* Document
The originator (moblee) asked a simple question and if you (andyangyh) consider posting an attack because of your considered grammatical inacctitudes then you need to go out more often and stop spending so much time on your pc, laptop or steam powered abacus and consider helping people in a positive way rather than appearing to be a professor in English and criticising others that are genuinely trying to assist. _

Hellfire! All this bile from one observation! Not meaning to be offensive, superior or upset anyone in any way - just saying that people who refer to "an aires" (yes, yes, I know not you - sorry, sorry!!) make me twitch. Just a personal thing. While we're on the subject the phrases, "at the end of the day", "basically" and "know what I mean?" are also guaranteed to have the cheek twitching - and that ridicuous "footballer's tense" as, in "The boy's hit it with his left peg and it's gone in" rather than "He hit it with his left foot and it went in."

Those wishing to see how helpful I can be can check my past posts when I have tried to give people useful information on all sorts of subjects. I think it probably runs into scores of postings now.

The phrase "lighten up" springs to mind or, as Michael Winner (now there's someone who REALLY gets on my nerves!) would say - "Calm down dear"

PS - People who believe it is possible to be gassed in a motorhome should be strung up. It's the only language they understand. Must go - I have a message to leave on Andrew Sachs' answerphone.


----------



## 101405 (Oct 15, 2006)

The campsite at Ponterson is a nice small site, you would not want to park at the Msm in the tourist season ,its horrific? You can walk/cycle from the site alongside the river to the mont ,


----------



## marionandrob (May 14, 2005)

Also stayed on the aire mentioned by Teensvan and Grizzly in October of last year.
When we stayed the aire was administered by the motel/campsite reception opposite. If you feel the need the campsite laundry was open despite the campsite being mostly closed ( woodwn chalets still in use) tokens for machines and dyers available from reception.
Seemed to be very popular, there were about 20 vans the night we stayed


----------



## tonyblake (Apr 4, 2008)

So do I take it that 'andyangyh' in some way apologised. I appreciate that there are certain phrases that get on ones nerves, as they do me and I agree there are many in use these days and I think they rile most people, even though they are the users of them.

(Dataset excerpt)

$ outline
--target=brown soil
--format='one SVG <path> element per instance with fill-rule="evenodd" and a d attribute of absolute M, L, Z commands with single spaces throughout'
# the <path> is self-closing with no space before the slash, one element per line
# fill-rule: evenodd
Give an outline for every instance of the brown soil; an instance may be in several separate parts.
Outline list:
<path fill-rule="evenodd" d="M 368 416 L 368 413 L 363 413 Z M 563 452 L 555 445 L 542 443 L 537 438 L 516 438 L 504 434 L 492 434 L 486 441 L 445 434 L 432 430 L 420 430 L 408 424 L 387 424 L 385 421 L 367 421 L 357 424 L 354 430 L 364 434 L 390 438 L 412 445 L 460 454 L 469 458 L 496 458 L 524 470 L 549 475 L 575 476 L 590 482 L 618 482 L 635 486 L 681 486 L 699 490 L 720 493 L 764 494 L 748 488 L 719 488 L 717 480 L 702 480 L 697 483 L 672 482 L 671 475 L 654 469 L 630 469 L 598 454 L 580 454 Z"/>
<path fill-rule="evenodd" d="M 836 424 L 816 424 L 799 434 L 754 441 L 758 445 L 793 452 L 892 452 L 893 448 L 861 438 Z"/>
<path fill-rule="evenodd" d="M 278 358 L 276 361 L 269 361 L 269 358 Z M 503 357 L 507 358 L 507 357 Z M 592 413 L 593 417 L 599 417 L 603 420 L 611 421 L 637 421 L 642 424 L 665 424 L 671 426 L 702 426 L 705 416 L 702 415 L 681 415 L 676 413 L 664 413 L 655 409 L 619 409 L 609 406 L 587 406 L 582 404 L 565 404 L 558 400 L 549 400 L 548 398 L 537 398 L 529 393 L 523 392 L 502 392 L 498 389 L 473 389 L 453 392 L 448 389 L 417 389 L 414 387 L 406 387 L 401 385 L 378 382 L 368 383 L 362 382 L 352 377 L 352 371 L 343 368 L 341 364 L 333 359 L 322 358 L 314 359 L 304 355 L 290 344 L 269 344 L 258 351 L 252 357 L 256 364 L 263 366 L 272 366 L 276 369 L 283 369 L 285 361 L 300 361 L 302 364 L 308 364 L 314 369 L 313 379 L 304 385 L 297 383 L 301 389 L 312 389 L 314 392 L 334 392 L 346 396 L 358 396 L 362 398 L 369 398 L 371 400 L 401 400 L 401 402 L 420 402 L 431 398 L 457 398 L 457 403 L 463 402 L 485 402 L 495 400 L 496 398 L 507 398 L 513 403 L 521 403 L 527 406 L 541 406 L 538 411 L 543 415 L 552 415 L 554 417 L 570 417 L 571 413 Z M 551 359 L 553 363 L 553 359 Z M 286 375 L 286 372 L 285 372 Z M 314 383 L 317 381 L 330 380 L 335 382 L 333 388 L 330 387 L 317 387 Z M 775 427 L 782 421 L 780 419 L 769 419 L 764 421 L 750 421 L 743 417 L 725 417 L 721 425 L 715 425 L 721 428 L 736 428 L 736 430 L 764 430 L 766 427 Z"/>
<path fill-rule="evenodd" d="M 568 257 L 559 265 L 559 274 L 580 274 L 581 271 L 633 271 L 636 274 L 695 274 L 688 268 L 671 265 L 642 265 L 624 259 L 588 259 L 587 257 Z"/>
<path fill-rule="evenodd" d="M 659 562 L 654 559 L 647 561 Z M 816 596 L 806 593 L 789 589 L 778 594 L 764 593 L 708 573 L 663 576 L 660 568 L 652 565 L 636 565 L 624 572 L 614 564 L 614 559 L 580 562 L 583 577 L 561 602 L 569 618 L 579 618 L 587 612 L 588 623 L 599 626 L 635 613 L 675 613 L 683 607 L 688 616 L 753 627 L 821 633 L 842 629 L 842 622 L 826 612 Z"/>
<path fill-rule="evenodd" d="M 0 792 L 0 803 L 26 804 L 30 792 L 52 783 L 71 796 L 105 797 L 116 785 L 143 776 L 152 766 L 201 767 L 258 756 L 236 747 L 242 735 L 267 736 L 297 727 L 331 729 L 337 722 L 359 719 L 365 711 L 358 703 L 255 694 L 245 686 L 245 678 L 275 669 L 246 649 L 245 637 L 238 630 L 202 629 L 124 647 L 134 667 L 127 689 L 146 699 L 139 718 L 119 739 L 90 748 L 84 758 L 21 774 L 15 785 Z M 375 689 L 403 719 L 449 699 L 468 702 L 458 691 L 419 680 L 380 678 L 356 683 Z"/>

* Directive 1
Repeat the listing from its first line up to and including the line containing "# the <path>".
* Directive 2
Proceed with the forum thread on motorhome aires and campsites from where it stops.

* Written response 1
$ outline
--target=brown soil
--format='one SVG <path> element per instance with fill-rule="evenodd" and a d attribute of absolute M, L, Z commands with single spaces throughout'
# the <path> is self-closing with no space before the slash, one element per line

* Written response 2
However, having said that, I don't think venting your frustration at anyone making a simple error helps anyone, specially Moblee.

Therefore, although it make many parts of you anatomy twitch, please leave replying to a question for the people who wish to help and not some way of venting your twitchyness.

A simple apology would have sufficed though, instead of you trying to justify your comments which were totally useless to moblee and anyone else reading this topic.

I won't hold my breath waiting though because I think you feel justified in expressing your comments on totally irrelevant issues.


----------



## moblee (Dec 31, 2006)

After all this we didn't go to France in the end :roll:,We camped in Blighty Ooops  I mean England. :wink: :lol:


----------



## BJT (Oct 31, 2008)

Ouch! There seems to be a lot of toys out of the prams today. Is this an information forum, or a GCSE exam paper for English Language?
In the words of the immortal Morecambe and Wise, english as she is writ (or thereabouts, memory's fading a bit). 
A lot of our language is being despoiled by 'americanisms' and text-talk and the younger generation appear not to consider grammar at all, life changes but not always for the better ( in the eyes of the older generation). 
Shall we put it down to the lousy weather today, and have a nice cup of tea to give time for the feathers to settle.
Have a nice day, or whats' left of it. (Now, is that apostrophe in the right place; or is it the correct place?)


----------



## Grizzly (May 9, 2005)

moblee said:


> After all this we didn't go to France in the end :roll:,We camped in Blighty Ooops  I mean England. :wink: :lol:


 

Looking at the forecasts for the western coast of France you'd certainly not have had any better weather if you'd crossed the channel.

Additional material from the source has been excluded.